**Selected passage**
● ● ● ● ●

Dfam-consortium / RepeatModeler

De-Novo Repeat Discovery Tool
Other
189 stars 22 forks source link

Unusually high number of "unknown" elements from `RepeatClassifier` when using RepeatMasker 4.1.1 #128

Closed jebrosen closed 1 year ago

jebrosen commented 3 years ago

Cause of the issue

We identified a bug in RepeatMasker 4.1.1 which affects classifications from RepeatClassifier that are based on similarity to other known elements. RepeatMasker's configure program generates a file named RepeatMasker.lib in its Libraries directory which is used by RepeatClassifier; however in RepeatMasker 4.1.1 this file will be missing the required classification data. This bug will be fixed in the next RepeatMasker release.

What programs are impacted by this bug?

● ● ● ● ●

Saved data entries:
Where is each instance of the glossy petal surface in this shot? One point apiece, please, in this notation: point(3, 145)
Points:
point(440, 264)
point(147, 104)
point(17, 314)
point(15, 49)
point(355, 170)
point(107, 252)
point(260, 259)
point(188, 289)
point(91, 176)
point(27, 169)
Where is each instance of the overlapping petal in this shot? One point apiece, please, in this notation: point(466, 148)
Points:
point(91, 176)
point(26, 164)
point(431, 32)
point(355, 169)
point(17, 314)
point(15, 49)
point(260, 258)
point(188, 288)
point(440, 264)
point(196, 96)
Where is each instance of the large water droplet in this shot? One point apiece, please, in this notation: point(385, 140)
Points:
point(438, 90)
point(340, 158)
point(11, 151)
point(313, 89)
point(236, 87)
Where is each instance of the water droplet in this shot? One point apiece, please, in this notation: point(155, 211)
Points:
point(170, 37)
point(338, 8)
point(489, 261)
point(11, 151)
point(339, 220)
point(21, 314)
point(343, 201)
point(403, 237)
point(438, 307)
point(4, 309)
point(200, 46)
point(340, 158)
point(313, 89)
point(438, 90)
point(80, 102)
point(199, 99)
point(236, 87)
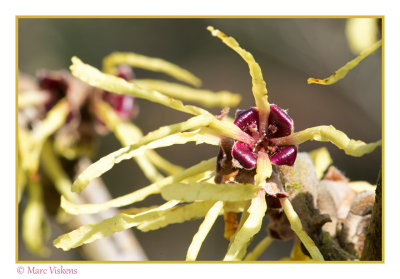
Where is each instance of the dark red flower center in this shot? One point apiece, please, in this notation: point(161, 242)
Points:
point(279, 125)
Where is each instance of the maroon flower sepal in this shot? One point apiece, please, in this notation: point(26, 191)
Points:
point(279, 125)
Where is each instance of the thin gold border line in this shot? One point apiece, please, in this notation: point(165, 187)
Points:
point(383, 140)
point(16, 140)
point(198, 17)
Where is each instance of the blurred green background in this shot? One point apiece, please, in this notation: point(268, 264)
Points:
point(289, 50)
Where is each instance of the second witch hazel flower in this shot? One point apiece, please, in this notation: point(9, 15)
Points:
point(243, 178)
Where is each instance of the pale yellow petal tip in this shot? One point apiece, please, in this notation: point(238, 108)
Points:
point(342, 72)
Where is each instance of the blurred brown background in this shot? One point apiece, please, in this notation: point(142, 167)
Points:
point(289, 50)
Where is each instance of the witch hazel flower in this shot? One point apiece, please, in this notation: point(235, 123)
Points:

● ● ● ● ●

Give the RepeatClassifier bug report again in full, word for word. The items come from a different source than the text.

Dfam-consortium / RepeatModeler

De-Novo Repeat Discovery Tool
Other
189 stars 22 forks source link

Unusually high number of "unknown" elements from `RepeatClassifier` when using RepeatMasker 4.1.1 #128

Closed jebrosen closed 1 year ago

jebrosen commented 3 years ago

Cause of the issue

We identified a bug in RepeatMasker 4.1.1 which affects classifications from RepeatClassifier that are based on similarity to other known elements. RepeatMasker's configure program generates a file named RepeatMasker.lib in its Libraries directory which is used by RepeatClassifier; however in RepeatMasker 4.1.1 this file will be missing the required classification data. This bug will be fixed in the next RepeatMasker release.

What programs are impacted by this bug?